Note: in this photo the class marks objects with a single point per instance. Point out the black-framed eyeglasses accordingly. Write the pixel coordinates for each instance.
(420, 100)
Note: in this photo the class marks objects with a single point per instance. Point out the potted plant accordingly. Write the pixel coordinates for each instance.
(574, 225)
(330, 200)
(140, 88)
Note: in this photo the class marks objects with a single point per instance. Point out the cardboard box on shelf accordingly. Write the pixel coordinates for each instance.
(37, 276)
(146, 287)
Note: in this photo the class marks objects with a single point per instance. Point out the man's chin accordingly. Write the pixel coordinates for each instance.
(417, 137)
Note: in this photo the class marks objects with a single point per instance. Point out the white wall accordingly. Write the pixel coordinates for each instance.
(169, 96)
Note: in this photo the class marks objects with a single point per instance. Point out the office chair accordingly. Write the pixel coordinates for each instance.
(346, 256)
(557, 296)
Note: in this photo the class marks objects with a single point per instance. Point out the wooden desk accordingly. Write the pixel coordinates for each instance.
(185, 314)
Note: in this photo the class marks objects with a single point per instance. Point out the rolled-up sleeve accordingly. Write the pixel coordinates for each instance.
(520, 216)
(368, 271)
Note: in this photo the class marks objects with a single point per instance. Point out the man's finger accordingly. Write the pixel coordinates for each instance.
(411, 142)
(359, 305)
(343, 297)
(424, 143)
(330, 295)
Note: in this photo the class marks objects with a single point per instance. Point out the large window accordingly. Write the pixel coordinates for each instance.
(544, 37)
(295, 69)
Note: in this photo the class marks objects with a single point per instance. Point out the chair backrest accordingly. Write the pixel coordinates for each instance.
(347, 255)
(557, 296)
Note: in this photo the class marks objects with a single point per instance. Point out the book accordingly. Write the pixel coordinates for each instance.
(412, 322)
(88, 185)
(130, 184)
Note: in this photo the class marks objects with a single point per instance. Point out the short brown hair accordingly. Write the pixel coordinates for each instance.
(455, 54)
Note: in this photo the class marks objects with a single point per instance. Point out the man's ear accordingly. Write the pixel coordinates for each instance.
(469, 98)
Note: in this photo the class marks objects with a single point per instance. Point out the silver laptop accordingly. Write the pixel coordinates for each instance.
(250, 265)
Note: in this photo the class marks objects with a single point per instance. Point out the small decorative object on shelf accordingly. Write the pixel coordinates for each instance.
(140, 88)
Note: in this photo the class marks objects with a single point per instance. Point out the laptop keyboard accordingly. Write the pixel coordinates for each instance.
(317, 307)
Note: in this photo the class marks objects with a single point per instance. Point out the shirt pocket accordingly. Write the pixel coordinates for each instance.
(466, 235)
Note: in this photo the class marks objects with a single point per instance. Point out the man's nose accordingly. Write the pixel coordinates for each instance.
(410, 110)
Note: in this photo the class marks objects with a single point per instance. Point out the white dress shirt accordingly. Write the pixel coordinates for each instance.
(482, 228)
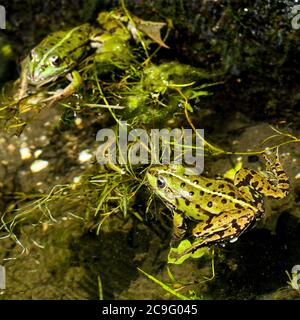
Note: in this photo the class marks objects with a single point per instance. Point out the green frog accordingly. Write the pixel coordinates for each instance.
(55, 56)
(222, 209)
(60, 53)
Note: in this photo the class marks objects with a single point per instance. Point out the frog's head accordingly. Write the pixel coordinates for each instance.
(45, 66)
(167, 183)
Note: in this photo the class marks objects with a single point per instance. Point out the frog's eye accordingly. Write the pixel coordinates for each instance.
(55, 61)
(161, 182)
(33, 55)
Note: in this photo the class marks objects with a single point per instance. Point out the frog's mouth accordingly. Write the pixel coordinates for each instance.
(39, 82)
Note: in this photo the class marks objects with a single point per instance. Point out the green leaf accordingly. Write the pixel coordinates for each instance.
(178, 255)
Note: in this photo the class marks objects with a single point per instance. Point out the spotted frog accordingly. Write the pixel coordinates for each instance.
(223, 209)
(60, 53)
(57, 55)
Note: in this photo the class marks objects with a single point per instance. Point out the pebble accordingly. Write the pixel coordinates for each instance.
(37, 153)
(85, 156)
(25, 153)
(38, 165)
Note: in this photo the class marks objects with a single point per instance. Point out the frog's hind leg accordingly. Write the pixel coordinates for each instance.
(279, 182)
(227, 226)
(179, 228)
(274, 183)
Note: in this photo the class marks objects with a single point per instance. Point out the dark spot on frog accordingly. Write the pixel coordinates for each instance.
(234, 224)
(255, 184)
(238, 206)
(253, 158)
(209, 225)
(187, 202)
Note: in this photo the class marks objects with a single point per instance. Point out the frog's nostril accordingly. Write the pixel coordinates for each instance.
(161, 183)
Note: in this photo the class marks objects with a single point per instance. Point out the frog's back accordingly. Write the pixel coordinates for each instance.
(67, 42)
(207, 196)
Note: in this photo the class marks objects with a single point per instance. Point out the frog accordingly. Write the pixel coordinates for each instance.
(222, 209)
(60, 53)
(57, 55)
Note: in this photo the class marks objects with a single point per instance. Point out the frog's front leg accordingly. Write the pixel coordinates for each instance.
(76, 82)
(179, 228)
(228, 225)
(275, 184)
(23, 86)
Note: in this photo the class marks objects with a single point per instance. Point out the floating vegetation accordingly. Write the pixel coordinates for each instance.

== How to complete this task ==
Your copy should match the entries exactly, minus the pictures.

== Output of the exercise ==
Note: in this photo the class marks objects with a single point per instance. Point out the black-framed eyeglasses accordingly. Write the pixel coordinates for each instance.
(420, 100)
Note: in this photo the class marks objects with a single point per instance. Point out the potted plant accordingly. Write the pixel coordinates for each instance.
(574, 225)
(330, 200)
(140, 88)
Note: in this photo the class marks objects with a single point per instance. Point out the cardboard box on shelf accordingly. Write the pixel coordinates for each instance.
(37, 276)
(146, 287)
Note: in this photo the class marks objects with a single point per instance. Point out the man's chin accordingly. Write the pixel coordinates for each instance.
(417, 137)
Note: in this photo the class marks objects with a single point per instance. Point out the white wall accordingly. Write the pixel coordinates for each instance.
(169, 96)
Note: in this photo the class marks objects with a single point per instance. Point out the office chair accordingly. Write the pixel coordinates for each instance.
(346, 256)
(557, 296)
Note: in this photo the class marks objects with a single point per instance. Point out the wooden desk accordingly. Write the pixel coordinates for each instance.
(185, 314)
Note: in this photo the class marks objects with a single point per instance. Point out the rolled-up sleeve accordingly. Write the pixel coordinates for each instance.
(520, 216)
(368, 271)
Note: in this photo the class marks objects with a single point per instance. Point out the man's finger accordingly. Write the pixel coordinates for each instance.
(411, 142)
(359, 305)
(343, 297)
(424, 143)
(330, 295)
Note: in this photo the class marks objects with a single point per instance. Point out the large window accordingly. Write the pixel coordinates for each instance.
(544, 37)
(295, 69)
Note: in this photo the class marks objects with a single point per instance. Point out the chair backrest accordingly. Write the pixel coordinates for each instance.
(347, 255)
(557, 296)
Note: in this photo the class marks objects with a single point per instance. Point out the book accordingly. Write the pixel coordinates for each instance.
(412, 322)
(88, 185)
(130, 184)
Note: in this photo the class marks objects with a single point per instance. Point out the short brown hair accordingly. Write the pixel coordinates for each instance.
(455, 54)
Note: in this photo the class marks objects with a single point per instance. Point out the man's ear accordingly. Write the pixel coordinates for each instance.
(469, 98)
Note: in this photo the class marks objects with a single point per instance. Point out the silver laptop accordingly. Write the pixel coordinates for each instance.
(250, 265)
Note: in this photo the class marks objects with a single point per instance. Point out the small decorative object on shelf accordingly. Write the pixel coordinates for each instance.
(140, 88)
Note: in this photo the class marks objects with a single point per instance. Point out the laptop keyboard accordingly. Write the pixel coordinates for each instance.
(317, 307)
Note: in this photo the class marks objects with a single point per instance. Point out the shirt pocket accordingly. Write the pixel coordinates for each instance.
(466, 235)
Note: in this photo the class marks objects with a single point per instance. Point out the man's nose accordingly. Write the pixel coordinates for each instance.
(410, 110)
Note: in this photo the class marks objects with a single point per instance. Point out the white dress shirt accordingly. Write the pixel coordinates for each instance.
(482, 228)
Note: in this photo the class marks objects with a single point per instance. Point out the green frog accordingly. Write the pixel coordinates for each instance.
(55, 56)
(222, 209)
(60, 53)
Note: in this photo the class marks objects with a single point per instance. Point out the frog's head accordingly. Write the pixel coordinates for each instance.
(45, 66)
(167, 183)
Note: in this photo the class marks objects with a single point per instance. Point out the frog's eye accordingly. Write the pixel coordinates for each instance.
(55, 61)
(161, 182)
(33, 55)
Note: in this photo the class marks objects with a single point per instance. Point out the frog's mouth accordingly. Write the pixel coordinates for each instance.
(39, 82)
Note: in this photo the class marks objects with a single point per instance. Point out the green leaf accordingly. Write the pixel coordinates for each instance.
(178, 255)
Note: in this photo the class marks objects with a single point per instance. Point out the spotted frog accordingly. Write the pixel coordinates for each instance.
(223, 209)
(60, 53)
(57, 55)
Note: in this photo the class marks objects with a single point per instance. Point out the pebble accordingly. Write the pixel coordinates for each instance.
(37, 153)
(85, 156)
(25, 153)
(38, 165)
Note: in this photo the class marks objects with a single point per instance. Point out the frog's hind leg accordingly. Write the pixel coordinates for each instance.
(279, 182)
(227, 226)
(179, 228)
(274, 183)
Note: in this photo the class marks objects with a single point per instance. Point out the dark spot on frog accordingly. Write the pixel coordinates for each instance.
(234, 224)
(255, 184)
(238, 206)
(253, 158)
(209, 225)
(187, 202)
Note: in this photo the class marks objects with a single point per instance. Point out the frog's nostril accordingly. Write the pixel coordinates for each instance.
(161, 183)
Note: in this photo the class marks objects with a single point per instance. Point out the frog's back accordingly. Write the pixel coordinates for each instance.
(67, 42)
(207, 196)
Note: in this photo the class marks objects with a single point per instance. Point out the frog accordingly. Write the pixel coordinates for each instance.
(222, 209)
(60, 53)
(57, 55)
Note: in this photo the class marks objects with a single point per instance. Point out the frog's front leg accordingly. Write the pixel coordinates for each instance.
(76, 82)
(179, 228)
(228, 225)
(275, 184)
(23, 86)
Note: in this photo the class marks objects with a single point per instance. Point out the floating vegetation accordingly. Write the pixel coordinates for each instance.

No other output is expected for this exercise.